[Data records]
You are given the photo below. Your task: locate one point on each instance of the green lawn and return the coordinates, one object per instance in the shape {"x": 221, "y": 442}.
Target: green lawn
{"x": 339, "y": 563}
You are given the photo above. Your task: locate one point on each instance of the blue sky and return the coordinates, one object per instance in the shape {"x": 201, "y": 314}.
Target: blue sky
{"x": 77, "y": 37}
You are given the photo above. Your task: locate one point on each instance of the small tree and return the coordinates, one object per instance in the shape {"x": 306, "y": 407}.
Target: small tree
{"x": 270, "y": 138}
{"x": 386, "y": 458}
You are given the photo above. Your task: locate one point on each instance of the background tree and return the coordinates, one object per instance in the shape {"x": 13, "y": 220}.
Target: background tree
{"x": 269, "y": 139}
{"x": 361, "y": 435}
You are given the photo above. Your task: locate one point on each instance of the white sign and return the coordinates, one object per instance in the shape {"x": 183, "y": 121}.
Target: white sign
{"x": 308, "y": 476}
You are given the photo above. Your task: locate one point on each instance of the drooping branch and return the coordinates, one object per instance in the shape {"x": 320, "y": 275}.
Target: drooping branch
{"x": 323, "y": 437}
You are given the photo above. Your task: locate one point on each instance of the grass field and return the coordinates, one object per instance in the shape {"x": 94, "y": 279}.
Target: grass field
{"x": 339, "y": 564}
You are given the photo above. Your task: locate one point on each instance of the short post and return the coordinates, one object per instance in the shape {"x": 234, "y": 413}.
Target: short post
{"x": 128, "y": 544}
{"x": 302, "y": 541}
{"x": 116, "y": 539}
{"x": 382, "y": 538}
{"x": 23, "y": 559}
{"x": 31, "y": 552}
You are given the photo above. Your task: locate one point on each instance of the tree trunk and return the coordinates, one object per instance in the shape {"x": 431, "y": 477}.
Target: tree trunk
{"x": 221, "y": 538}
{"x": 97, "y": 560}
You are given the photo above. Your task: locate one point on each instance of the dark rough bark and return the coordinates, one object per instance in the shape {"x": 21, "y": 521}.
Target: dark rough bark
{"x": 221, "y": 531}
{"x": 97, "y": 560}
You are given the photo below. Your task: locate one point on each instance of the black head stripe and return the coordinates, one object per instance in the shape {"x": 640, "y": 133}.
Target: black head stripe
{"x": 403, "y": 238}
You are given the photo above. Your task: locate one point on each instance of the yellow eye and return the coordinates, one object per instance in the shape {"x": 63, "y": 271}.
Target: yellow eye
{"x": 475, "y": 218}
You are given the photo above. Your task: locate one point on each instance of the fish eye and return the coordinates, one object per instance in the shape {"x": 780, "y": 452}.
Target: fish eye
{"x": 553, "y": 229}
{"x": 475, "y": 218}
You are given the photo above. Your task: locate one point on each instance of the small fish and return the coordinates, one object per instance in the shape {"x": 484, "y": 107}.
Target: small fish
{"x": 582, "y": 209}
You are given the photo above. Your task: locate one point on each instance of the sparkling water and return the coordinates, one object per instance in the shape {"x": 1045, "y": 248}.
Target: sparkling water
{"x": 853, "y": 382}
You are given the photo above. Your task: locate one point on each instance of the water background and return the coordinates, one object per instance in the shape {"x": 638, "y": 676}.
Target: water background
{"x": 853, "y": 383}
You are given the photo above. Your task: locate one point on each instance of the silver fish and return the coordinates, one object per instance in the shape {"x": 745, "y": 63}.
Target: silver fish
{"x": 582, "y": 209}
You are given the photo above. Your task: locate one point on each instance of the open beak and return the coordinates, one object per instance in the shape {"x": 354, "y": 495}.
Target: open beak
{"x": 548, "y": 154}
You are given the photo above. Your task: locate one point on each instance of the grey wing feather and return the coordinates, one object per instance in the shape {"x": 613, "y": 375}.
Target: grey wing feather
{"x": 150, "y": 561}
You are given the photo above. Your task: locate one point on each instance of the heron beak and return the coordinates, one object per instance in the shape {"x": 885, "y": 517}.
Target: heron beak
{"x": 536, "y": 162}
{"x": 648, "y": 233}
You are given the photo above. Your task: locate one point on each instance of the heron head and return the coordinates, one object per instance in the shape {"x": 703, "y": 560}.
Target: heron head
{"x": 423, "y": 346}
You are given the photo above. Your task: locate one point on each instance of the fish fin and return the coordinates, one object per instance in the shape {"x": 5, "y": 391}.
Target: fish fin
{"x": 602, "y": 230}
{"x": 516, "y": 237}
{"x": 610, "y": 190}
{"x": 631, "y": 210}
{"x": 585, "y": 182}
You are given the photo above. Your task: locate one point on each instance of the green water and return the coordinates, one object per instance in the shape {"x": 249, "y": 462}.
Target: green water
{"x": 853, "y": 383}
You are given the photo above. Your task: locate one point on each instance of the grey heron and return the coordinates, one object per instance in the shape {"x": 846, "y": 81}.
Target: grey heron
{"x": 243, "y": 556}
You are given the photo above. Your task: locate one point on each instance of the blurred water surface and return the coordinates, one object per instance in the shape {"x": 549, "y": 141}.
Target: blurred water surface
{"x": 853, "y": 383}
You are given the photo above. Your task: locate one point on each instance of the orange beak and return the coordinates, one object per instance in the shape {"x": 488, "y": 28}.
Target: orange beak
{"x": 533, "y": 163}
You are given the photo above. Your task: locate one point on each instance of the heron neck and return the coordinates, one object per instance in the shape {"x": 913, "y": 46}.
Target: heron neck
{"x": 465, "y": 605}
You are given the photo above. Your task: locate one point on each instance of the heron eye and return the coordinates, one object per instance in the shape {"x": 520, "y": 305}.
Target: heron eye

#### [PROMPT]
Copy the records above, keeping each line identical.

#### [FINISHED EXERCISE]
You are given the photo below. Your task: locate one point on each instance of the green lawn and return the coordinates, one object per instance in the shape {"x": 221, "y": 442}.
Target: green lawn
{"x": 339, "y": 563}
You are given the photo above. Your task: locate one point on each instance of the blue sky and return the coordinates, one object per instance in the shape {"x": 201, "y": 314}.
Target: blue sky
{"x": 77, "y": 37}
You are given the photo above. Your task: locate one point on each instance of the small tree and return the coordinates, one object per instance in the shape {"x": 306, "y": 407}.
Target: small tree
{"x": 270, "y": 138}
{"x": 386, "y": 458}
You are given the photo above. Your task: locate one point on each instance of the background tree and return the coordinates, one object per instance in the shape {"x": 13, "y": 220}.
Target: background tree
{"x": 269, "y": 139}
{"x": 361, "y": 435}
You are given the photo above. Your task: locate one point on each instance of the white sign and return the coordinates, one object per instance in the shape {"x": 183, "y": 121}.
Target: white sign
{"x": 308, "y": 476}
You are given the photo above. Your task: locate one point on each instance of the drooping branch and return the coordinates, one object per instance in the shape {"x": 320, "y": 275}.
Target: drooping branch
{"x": 323, "y": 437}
You are given the photo above. Your task: locate one point on each instance of the grass field and return the coordinates, one object per instance in the shape {"x": 94, "y": 279}.
Target: grass field
{"x": 339, "y": 564}
You are given the photo above. Your task: locate one point on each instance of the short post and return the coordinates, one object per instance in the shape {"x": 234, "y": 413}.
Target: short post
{"x": 128, "y": 544}
{"x": 302, "y": 541}
{"x": 116, "y": 539}
{"x": 382, "y": 538}
{"x": 23, "y": 559}
{"x": 31, "y": 552}
You are given the photo above. Your task: locate one point on each instance of the tree trunk and return the coordinates, one object per instance in the shape {"x": 431, "y": 477}.
Target: tree trunk
{"x": 221, "y": 538}
{"x": 97, "y": 560}
You are given the photo above. Your task: locate one point on each instance of the dark rough bark and return the coordinates, one object per instance in the shape {"x": 21, "y": 521}.
Target: dark rough bark
{"x": 221, "y": 531}
{"x": 97, "y": 560}
You are given the photo below. Your task: locate one point on each instance of the black head stripe and return the coordinates, one object per instance in the shape {"x": 640, "y": 133}.
Target: black head stripe
{"x": 403, "y": 238}
You are given the photo above. Your task: locate one point on each instance of the yellow eye and return the coordinates, one object per instance in the shape {"x": 63, "y": 271}.
Target: yellow eye
{"x": 475, "y": 218}
You are given the photo above. Your task: locate one point on each instance of the fish eye and return the coordinates, one object per instance in the shape {"x": 780, "y": 452}.
Target: fish eye
{"x": 553, "y": 229}
{"x": 475, "y": 218}
You are given the photo above. Your task: locate one point on each instance of the small fish and return the coordinates, one object per instance in the shape {"x": 484, "y": 107}.
Target: small fish
{"x": 582, "y": 209}
You are given the photo above. Your task: locate one point on each instance of the sparkling water and return the coordinates, one object per instance in the shape {"x": 1045, "y": 248}.
Target: sparkling water
{"x": 853, "y": 382}
You are given the photo above. Your task: locate one point on each instance of the water background and return the coordinates, one object per instance in the shape {"x": 638, "y": 676}.
Target: water background
{"x": 853, "y": 383}
You are given the photo above. Your task: locate one point on each instance of the silver fish and return the coordinates, one object per instance in the shape {"x": 745, "y": 63}.
Target: silver fish
{"x": 582, "y": 209}
You are given the photo above. Your task: locate one point on each instance of the open beak and return the coordinates, one object per instance in the shape {"x": 354, "y": 495}.
Target: open beak
{"x": 548, "y": 154}
You are given the photo above. Your task: locate one point on each instance of the grey wing feather and return the coordinates, one object per instance in the shape {"x": 613, "y": 375}.
Target: grey wing feather
{"x": 150, "y": 561}
You are given the photo above. Your task: locate one point on each instance of the heron beak and return the coordinates, one object per instance in the shape {"x": 885, "y": 517}.
Target: heron beak
{"x": 536, "y": 162}
{"x": 648, "y": 233}
You are given the photo above. Your task: locate one point on each instance of the heron head and return the coordinates, one object per instance in the shape {"x": 703, "y": 560}.
Target: heron head
{"x": 423, "y": 346}
You are given the photo above. Your task: locate one point on each instance of the fish fin and return the coordinates, one object per instance in the shape {"x": 5, "y": 391}.
Target: fish fin
{"x": 602, "y": 230}
{"x": 516, "y": 237}
{"x": 610, "y": 190}
{"x": 631, "y": 210}
{"x": 585, "y": 182}
You are given the photo above. Your task: locate one point on each instance of the green water and return the coordinates, one object per instance in the shape {"x": 249, "y": 462}.
Target: green water
{"x": 853, "y": 383}
You are given the photo above. Your task: locate one point on each instance of the grey heron and return the coordinates, one object per instance in the shape {"x": 846, "y": 81}.
Target: grey heron
{"x": 243, "y": 556}
You are given the photo above. Your task: locate one point on each instance of the blurred water surface and return the coordinates, one object per instance in the shape {"x": 549, "y": 141}.
Target: blurred water surface
{"x": 853, "y": 383}
You are given the photo above. Your task: locate one point on each instance of the orange beak and return the coordinates, one object per instance in the shape {"x": 488, "y": 28}.
Target: orange beak
{"x": 533, "y": 163}
You are given the photo above. Your task: locate one point on each instance of the heron neck and return the coordinates, one object per instance in the shape {"x": 913, "y": 46}.
Target: heron neck
{"x": 465, "y": 605}
You are given the photo above. Your task: locate one point on each instance of the heron eye and return the coordinates, one object per instance in the shape {"x": 520, "y": 305}.
Target: heron eye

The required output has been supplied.